Photo-based referring expression data:
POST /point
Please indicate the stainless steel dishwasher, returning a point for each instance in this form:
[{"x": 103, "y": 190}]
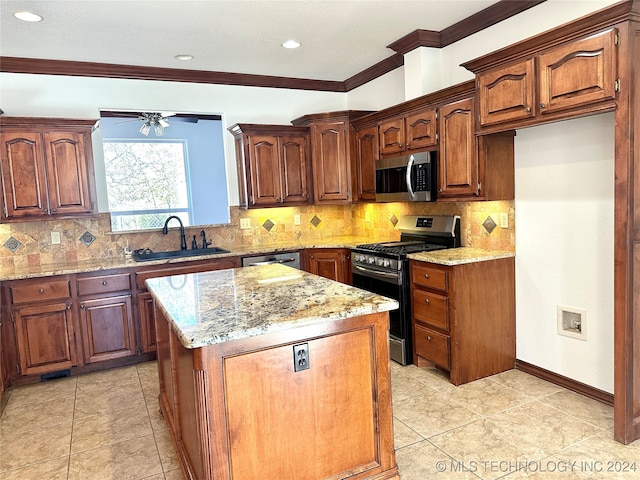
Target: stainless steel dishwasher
[{"x": 291, "y": 259}]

WHAT IS EXPECTED
Your task is to retype the lines running from the one that contains "Please indicate the" through the end of the records, and nothing else. Pictures are not part of the copy.

SOLVED PROBLEM
Please indicate the stainless steel dishwasher, returning a point for each instance in this form:
[{"x": 103, "y": 190}]
Target: stainless steel dishwasher
[{"x": 291, "y": 259}]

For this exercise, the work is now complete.